▶ **STATED EXERCISE A**:
In the entries, swap "blue flower" for "red flower" in the part that starts at the beginning of the entries and ends with the line containing "131,85,136,90", leaving everything else unchanged. Give only those lines, without the pictures.

▶ **SOURCE PASSAGE**:
/---

# Building a Hexagonal Dovecote



## Hambo (Dec 20, 2009)

Hi friends, I am a newcomer to this site and am wondering if anyone has basic plans or measurements for an hexagonal Dovecote.


----------



## Aviephile (Oct 25, 2009)

Hi Hambo,
Strombergs: http://www.strombergschickens.com (hope I got the URL right) has what they call "Star Plates". They are stamped sheet-metal connectors which you can use to bolt together a geodesic-like structure. The size depends on the length of the 2X4 boards you use. I built a shed years ago with Star Plates. It went together easily, working by myself. I still have another set and I'm thinking of using it to make the aviary for my new loft, possibly using pvc pipe instead of wood. I'll let the group know how it turned out if I do it.
Got to get started on the loft first. ;-]
Regs! Bill


----------



## Hambo (Dec 20, 2009)

Thanks Bill, went to site, not sure if it will help.
Rgds Richard


----------



## spirit wings (Mar 29, 2008)

Hambo said:


> Thanks Bill, went to site, not sure if it will help.
> Rgds Richard


here is a site that builds dovecotes, they do not have plans but they do have specs...it may help. link below http://www.forshamcottagearks.com/dovecotes/cat-menu-dovecotes.htm


----------



## Hambo (Dec 20, 2009)

Thank you, was helpful.


----------

\---

Photo labels with boxes:
/---

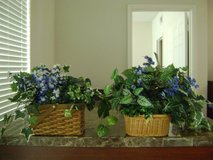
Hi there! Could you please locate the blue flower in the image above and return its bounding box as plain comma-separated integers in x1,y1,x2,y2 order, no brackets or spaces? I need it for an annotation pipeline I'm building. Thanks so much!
143,56,155,66
164,76,180,96
186,76,199,88
137,78,142,85
133,66,145,75
131,85,136,90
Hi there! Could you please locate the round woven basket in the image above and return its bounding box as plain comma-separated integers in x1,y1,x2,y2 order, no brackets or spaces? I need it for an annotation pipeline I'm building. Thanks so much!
32,104,85,136
124,114,171,137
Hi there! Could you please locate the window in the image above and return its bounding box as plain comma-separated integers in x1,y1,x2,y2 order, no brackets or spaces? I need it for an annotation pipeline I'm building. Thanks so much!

\---

▶ **STATED EXERCISE B**:
Rewrite the paragraph of the dovecote thread that begins "Strombergs: http://www.strombergschickens.com" as a short bulleted list, keeping its main facts.

▶ **ANSWER A**:
Hi there! Could you please locate the red flower in the image above and return its bounding box as plain comma-separated integers in x1,y1,x2,y2 order, no brackets or spaces? I need it for an annotation pipeline I'm building. Thanks so much!
143,56,155,66
164,76,180,96
186,76,199,88
137,78,142,85
133,66,145,75
131,85,136,90

▶ **ANSWER B**:
- Strombergs (http://www.strombergschickens.com) sells "Star Plates," stamped sheet-metal connectors for bolting together a geodesic-like structure.
- The structure's size depends on the length of the 2X4 boards used.
- The writer built a shed with Star Plates years ago, and it went together easily with one person working alone.
- The writer has another set and is considering using it for the aviary of a new loft, possibly with pvc pipe instead of wood, and will tell the group how it turns out.